──────── Data for processing ────────
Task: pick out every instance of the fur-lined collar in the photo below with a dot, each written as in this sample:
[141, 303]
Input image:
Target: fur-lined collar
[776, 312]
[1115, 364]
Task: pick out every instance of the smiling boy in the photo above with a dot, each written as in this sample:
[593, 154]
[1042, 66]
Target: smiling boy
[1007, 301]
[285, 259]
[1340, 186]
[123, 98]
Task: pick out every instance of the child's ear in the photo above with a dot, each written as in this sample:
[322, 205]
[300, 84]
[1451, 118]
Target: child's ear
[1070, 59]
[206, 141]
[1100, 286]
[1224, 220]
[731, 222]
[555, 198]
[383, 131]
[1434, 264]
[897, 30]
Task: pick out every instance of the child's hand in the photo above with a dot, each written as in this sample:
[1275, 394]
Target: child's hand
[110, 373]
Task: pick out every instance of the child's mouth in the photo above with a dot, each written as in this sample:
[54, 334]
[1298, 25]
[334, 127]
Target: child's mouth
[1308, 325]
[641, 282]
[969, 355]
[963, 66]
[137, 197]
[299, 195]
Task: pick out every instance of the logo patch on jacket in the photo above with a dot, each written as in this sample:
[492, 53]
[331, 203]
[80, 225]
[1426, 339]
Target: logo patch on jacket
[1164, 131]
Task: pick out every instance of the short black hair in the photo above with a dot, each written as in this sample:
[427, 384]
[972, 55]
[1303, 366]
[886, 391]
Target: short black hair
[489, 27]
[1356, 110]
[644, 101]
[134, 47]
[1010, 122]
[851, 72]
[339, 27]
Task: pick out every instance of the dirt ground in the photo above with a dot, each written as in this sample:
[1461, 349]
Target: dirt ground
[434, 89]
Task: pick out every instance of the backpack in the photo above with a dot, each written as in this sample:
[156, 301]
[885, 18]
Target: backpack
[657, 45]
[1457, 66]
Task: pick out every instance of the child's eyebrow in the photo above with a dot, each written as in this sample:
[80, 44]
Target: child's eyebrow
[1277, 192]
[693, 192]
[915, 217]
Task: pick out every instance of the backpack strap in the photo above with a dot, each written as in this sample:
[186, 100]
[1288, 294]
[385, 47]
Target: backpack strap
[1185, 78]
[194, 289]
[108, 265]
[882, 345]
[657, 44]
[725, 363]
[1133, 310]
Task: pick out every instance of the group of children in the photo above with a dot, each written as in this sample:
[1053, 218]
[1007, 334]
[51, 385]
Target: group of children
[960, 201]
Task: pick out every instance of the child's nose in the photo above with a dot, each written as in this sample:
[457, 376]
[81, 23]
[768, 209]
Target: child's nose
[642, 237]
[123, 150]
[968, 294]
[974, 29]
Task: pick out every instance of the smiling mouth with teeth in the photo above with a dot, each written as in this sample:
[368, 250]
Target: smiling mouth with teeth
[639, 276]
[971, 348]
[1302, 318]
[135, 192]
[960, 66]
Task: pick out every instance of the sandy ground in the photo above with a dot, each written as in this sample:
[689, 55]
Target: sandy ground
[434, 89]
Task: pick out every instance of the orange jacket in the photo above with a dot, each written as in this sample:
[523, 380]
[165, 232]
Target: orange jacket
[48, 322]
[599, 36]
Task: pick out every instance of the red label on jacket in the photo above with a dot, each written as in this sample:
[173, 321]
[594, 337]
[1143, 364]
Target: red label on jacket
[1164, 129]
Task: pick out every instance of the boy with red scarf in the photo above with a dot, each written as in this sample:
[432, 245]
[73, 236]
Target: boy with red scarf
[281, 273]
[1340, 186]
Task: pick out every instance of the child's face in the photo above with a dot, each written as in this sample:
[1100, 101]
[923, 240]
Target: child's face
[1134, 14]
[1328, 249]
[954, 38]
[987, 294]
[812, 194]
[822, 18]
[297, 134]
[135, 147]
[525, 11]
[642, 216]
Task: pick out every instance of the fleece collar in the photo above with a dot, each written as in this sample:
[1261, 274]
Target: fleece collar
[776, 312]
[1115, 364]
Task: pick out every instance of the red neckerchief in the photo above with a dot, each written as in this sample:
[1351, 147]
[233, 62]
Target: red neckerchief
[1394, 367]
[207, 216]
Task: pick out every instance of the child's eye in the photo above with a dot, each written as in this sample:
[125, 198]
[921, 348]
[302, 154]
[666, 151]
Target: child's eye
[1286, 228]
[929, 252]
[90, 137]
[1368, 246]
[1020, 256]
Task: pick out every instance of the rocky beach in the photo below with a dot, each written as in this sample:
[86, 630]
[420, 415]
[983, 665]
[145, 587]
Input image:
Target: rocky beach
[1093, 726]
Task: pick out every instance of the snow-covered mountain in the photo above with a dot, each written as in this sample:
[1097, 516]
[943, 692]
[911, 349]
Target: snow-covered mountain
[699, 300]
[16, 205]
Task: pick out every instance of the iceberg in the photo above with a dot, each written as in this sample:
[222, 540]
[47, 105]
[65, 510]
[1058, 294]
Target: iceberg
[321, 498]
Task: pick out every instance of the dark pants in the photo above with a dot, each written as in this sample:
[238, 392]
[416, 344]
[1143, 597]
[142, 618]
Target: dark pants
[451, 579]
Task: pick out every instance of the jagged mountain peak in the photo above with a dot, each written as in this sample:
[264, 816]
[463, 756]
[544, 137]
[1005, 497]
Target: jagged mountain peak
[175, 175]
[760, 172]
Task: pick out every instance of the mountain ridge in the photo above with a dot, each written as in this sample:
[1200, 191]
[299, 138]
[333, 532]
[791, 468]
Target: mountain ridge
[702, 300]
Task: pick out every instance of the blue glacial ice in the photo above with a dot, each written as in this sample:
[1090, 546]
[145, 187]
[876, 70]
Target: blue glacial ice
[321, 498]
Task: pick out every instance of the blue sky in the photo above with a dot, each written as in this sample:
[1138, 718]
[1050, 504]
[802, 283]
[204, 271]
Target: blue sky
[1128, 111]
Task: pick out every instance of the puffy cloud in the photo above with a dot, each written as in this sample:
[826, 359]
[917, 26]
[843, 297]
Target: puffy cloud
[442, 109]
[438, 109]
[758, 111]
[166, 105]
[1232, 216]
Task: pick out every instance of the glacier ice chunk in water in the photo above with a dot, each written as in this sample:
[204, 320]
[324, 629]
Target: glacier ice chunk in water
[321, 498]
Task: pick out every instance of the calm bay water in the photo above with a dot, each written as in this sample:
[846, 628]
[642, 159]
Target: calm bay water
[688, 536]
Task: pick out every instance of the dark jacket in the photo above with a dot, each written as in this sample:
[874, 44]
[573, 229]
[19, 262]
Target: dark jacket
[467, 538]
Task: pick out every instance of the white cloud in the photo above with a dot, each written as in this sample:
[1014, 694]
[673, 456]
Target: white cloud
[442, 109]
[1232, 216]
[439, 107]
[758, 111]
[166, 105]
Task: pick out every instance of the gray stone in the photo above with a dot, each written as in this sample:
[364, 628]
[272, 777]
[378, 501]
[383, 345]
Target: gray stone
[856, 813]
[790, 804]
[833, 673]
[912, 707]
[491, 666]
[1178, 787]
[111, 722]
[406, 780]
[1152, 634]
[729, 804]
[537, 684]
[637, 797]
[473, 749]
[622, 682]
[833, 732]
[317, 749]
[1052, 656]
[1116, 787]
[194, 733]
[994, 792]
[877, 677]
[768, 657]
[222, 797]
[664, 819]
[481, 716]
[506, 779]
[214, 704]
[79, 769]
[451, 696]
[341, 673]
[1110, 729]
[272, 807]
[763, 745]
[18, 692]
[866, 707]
────────
Required work>
Among the entries, count how many lines hold the string "below", then state only that number.

Result for this exercise>
2